Position annotation records:
════════════════

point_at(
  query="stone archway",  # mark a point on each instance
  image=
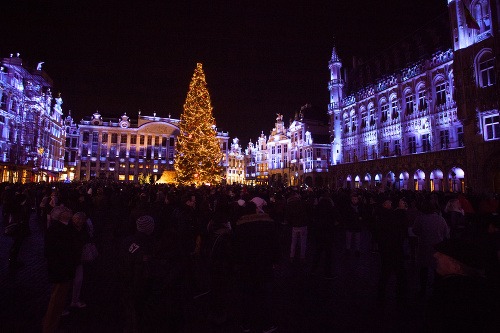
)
(419, 180)
(436, 180)
(456, 180)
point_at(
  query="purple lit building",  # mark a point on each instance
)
(31, 126)
(121, 149)
(425, 114)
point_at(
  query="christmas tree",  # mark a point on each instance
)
(198, 153)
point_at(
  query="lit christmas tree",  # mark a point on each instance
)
(198, 153)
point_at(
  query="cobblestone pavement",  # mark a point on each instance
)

════════════════

→ **WHAT IS NEEDED**: Transcribe all of the records above verbatim, reproducing every line without alteration. Omit the pictures from your transcription.

→ **WRITTEN ANSWER**:
point_at(
  query="stone archway",  # mark a point on each instance
  image=
)
(419, 180)
(436, 180)
(456, 180)
point_at(
  query="purple lit building",  # mark a point on each instance
)
(31, 126)
(121, 149)
(425, 114)
point_at(
  query="christmas tree",  # mark a point on each instance
)
(198, 153)
point_at(
  query="lit christmas tree",  # mark a point on each instance
)
(198, 153)
point_at(
  query="cobblestone pavement",  # mark a point on each instance
)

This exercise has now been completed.